INPUT ROWS.
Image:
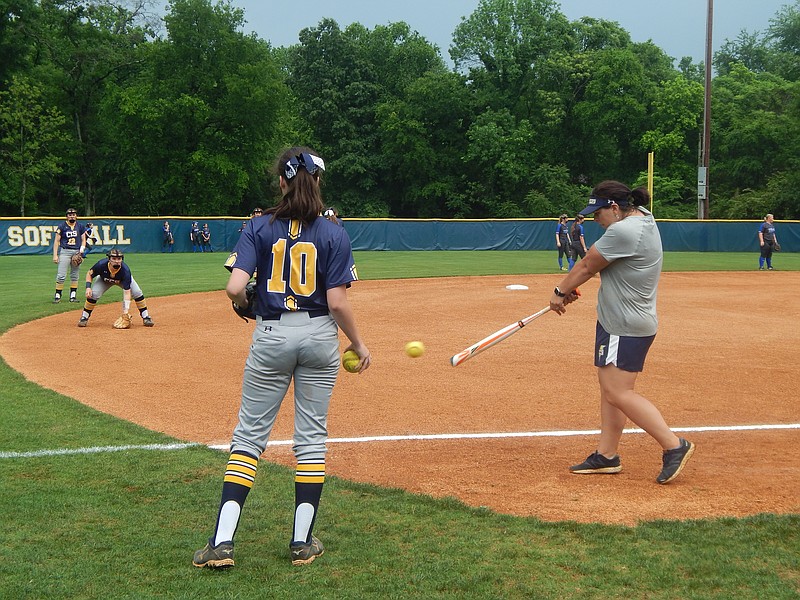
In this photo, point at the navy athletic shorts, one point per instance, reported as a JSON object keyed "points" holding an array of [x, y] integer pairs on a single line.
{"points": [[624, 352]]}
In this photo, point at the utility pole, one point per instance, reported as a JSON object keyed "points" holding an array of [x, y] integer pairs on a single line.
{"points": [[702, 172]]}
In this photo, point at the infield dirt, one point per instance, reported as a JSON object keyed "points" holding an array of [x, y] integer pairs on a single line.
{"points": [[725, 355]]}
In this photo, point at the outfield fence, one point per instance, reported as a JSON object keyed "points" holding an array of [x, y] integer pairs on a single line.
{"points": [[34, 235]]}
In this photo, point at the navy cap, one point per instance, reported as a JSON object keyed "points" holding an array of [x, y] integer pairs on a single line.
{"points": [[594, 204]]}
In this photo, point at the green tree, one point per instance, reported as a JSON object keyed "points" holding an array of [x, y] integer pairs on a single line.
{"points": [[754, 130], [200, 125], [15, 44], [423, 141], [28, 132]]}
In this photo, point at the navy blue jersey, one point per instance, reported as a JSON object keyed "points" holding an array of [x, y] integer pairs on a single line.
{"points": [[296, 264], [120, 277], [577, 233], [71, 235]]}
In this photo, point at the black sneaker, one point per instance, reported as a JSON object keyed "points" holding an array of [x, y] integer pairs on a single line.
{"points": [[218, 557], [304, 554], [596, 463], [675, 460]]}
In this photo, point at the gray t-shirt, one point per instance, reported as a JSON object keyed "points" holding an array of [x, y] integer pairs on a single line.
{"points": [[626, 302]]}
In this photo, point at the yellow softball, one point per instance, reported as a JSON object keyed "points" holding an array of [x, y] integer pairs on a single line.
{"points": [[350, 361], [415, 349]]}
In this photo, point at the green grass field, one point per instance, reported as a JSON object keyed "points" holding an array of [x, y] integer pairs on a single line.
{"points": [[124, 524]]}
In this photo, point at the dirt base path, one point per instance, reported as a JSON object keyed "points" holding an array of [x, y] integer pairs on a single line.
{"points": [[725, 355]]}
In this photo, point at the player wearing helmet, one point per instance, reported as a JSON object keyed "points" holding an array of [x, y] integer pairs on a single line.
{"points": [[105, 274]]}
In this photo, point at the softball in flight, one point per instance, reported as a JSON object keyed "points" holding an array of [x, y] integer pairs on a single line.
{"points": [[415, 349], [350, 361]]}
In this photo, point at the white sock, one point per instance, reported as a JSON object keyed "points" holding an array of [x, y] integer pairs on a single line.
{"points": [[228, 520]]}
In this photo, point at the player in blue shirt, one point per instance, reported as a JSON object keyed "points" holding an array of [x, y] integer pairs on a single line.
{"points": [[767, 240], [70, 239], [107, 273], [304, 265]]}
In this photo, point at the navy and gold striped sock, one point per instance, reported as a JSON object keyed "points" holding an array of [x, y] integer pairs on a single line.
{"points": [[240, 474], [308, 481]]}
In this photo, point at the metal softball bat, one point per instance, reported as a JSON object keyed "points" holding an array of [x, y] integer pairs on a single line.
{"points": [[495, 338]]}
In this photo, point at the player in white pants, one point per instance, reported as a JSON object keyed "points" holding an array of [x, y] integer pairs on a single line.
{"points": [[304, 265]]}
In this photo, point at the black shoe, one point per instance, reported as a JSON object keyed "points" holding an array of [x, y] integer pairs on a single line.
{"points": [[675, 460], [304, 554], [596, 463], [217, 557]]}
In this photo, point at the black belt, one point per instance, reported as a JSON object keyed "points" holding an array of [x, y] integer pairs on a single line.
{"points": [[311, 313]]}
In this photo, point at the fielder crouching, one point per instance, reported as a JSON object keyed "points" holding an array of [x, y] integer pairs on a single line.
{"points": [[101, 277]]}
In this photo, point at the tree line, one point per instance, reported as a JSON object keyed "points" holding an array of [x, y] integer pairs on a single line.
{"points": [[108, 107]]}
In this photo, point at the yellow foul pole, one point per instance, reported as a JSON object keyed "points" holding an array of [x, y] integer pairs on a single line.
{"points": [[650, 178]]}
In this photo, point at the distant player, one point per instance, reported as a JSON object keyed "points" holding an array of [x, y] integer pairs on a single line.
{"points": [[768, 241], [105, 274], [563, 241], [91, 238], [70, 240], [194, 236], [205, 238], [308, 263]]}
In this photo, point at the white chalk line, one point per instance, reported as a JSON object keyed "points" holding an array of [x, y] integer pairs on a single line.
{"points": [[389, 438]]}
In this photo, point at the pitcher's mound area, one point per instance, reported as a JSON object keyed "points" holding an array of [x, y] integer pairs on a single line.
{"points": [[725, 356]]}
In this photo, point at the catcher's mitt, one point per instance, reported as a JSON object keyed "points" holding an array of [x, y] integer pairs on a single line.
{"points": [[123, 321], [247, 312]]}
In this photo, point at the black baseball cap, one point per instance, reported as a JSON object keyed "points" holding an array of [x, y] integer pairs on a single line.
{"points": [[595, 203]]}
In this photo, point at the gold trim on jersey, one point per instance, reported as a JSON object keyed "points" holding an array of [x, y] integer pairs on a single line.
{"points": [[295, 228], [231, 260]]}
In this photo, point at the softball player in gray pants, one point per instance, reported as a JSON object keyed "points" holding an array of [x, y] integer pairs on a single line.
{"points": [[304, 265], [69, 240]]}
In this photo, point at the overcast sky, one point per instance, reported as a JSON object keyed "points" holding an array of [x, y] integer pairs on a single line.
{"points": [[676, 26]]}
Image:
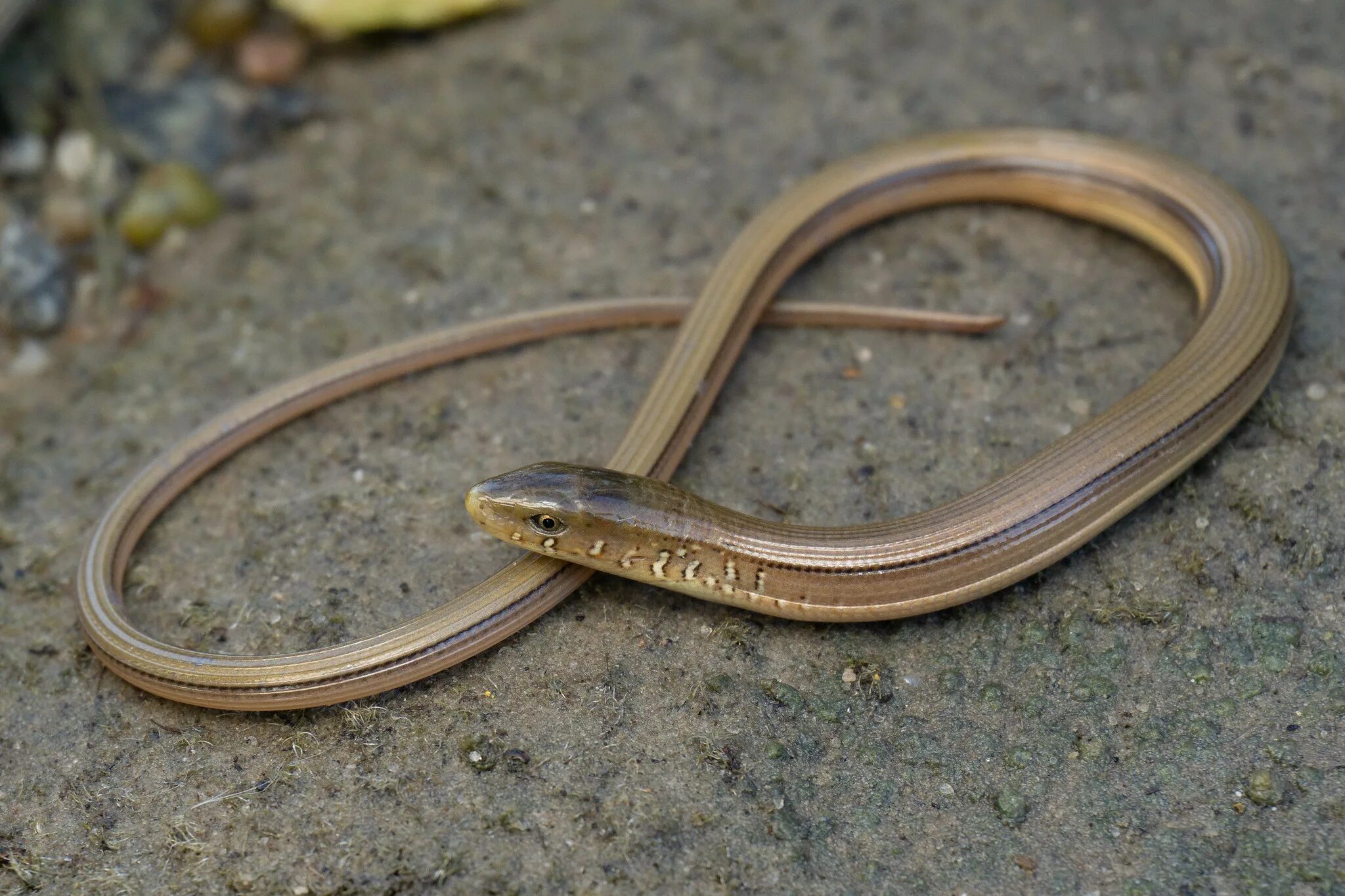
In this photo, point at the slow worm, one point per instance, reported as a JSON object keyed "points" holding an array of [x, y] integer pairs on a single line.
{"points": [[994, 536]]}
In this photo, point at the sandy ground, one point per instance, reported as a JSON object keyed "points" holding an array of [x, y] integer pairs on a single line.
{"points": [[1158, 714]]}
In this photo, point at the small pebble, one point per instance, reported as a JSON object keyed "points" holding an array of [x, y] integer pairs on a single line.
{"points": [[66, 217], [32, 360], [271, 58], [74, 155], [34, 282], [173, 58], [218, 23], [23, 156]]}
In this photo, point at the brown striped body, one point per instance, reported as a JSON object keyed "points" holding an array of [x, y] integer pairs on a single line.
{"points": [[992, 538]]}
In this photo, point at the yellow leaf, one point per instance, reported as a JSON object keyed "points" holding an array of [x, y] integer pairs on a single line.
{"points": [[343, 18]]}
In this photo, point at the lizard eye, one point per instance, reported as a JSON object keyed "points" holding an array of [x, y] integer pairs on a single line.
{"points": [[546, 524]]}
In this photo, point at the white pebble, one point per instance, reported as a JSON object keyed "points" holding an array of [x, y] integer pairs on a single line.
{"points": [[74, 155], [23, 156], [32, 360]]}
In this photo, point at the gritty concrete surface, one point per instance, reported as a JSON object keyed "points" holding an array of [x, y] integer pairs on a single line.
{"points": [[1161, 712]]}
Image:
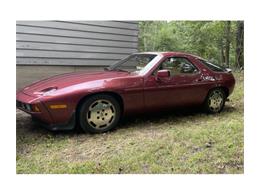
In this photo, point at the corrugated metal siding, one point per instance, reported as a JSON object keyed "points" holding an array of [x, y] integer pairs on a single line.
{"points": [[76, 43]]}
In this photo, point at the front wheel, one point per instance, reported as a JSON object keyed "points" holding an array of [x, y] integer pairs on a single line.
{"points": [[215, 101], [99, 113]]}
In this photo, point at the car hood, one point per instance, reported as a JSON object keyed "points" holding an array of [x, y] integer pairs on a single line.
{"points": [[70, 79]]}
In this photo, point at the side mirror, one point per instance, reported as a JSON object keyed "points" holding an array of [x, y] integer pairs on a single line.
{"points": [[187, 68], [163, 74]]}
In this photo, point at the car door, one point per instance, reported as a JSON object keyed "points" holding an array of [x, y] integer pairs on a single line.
{"points": [[183, 87]]}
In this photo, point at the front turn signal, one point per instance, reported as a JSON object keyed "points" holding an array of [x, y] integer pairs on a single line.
{"points": [[35, 108]]}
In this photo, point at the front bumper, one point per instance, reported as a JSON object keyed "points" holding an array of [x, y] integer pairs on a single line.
{"points": [[25, 103]]}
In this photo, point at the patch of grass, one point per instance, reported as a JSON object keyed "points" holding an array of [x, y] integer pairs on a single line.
{"points": [[185, 142]]}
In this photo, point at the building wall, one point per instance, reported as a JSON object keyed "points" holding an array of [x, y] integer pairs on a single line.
{"points": [[46, 48]]}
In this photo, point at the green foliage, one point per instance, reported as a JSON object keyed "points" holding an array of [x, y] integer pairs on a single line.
{"points": [[202, 38]]}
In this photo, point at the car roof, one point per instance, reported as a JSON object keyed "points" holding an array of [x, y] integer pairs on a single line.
{"points": [[170, 53]]}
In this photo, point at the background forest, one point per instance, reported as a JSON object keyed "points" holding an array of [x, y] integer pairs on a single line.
{"points": [[221, 42]]}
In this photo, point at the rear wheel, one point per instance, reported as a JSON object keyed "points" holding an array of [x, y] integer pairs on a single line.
{"points": [[215, 101], [99, 113]]}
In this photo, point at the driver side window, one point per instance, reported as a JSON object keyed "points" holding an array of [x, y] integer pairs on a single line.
{"points": [[177, 66]]}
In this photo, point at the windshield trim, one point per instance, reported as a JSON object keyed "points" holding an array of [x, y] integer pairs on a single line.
{"points": [[145, 69]]}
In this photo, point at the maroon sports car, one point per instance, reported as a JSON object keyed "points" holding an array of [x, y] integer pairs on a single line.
{"points": [[142, 82]]}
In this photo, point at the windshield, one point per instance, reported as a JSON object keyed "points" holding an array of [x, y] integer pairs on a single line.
{"points": [[133, 63]]}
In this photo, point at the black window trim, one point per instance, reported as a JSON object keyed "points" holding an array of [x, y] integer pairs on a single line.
{"points": [[186, 58]]}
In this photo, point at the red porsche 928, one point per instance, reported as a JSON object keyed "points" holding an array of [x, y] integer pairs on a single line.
{"points": [[142, 82]]}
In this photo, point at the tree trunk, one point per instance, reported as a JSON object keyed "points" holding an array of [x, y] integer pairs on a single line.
{"points": [[227, 49], [240, 45], [222, 54]]}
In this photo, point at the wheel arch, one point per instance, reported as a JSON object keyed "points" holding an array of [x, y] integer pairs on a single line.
{"points": [[117, 96]]}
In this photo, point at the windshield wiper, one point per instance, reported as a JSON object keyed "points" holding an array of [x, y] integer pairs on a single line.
{"points": [[118, 69]]}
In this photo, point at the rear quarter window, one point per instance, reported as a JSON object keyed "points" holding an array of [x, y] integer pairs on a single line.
{"points": [[213, 67]]}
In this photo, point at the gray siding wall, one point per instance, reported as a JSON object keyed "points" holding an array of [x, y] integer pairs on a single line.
{"points": [[74, 43], [47, 48]]}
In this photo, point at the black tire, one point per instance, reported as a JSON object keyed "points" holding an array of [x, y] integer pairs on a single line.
{"points": [[99, 113], [215, 101]]}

PROBLEM REQUIREMENTS. Find the line containing "In this photo, point at the windshield wiper, one". Reproduce it exactly, along with every line after it through the last.

RESULT FOR THIS EXERCISE.
In this photo, point at the windshield wiper, one point per instance, reported as a JSON object keyed "points" holding an array of [x, y] integer pairs on a single line.
{"points": [[118, 69]]}
In this photo, point at the rear quarter window, one point per instance, reported as a JSON object keyed "points" holding an array of [x, y] integer pairs on a single line.
{"points": [[213, 67]]}
In this photo, point at the gray siding wall, one point per instance, reported as a JSON object keyed "points" holding an array of [x, y] integer pairs on a single line.
{"points": [[74, 43], [47, 48]]}
In this photo, point at the black tire, one point per instance, reported as a JSON object keyed "points" holding an array of [x, y] integer pairs on a single line.
{"points": [[99, 113], [215, 101]]}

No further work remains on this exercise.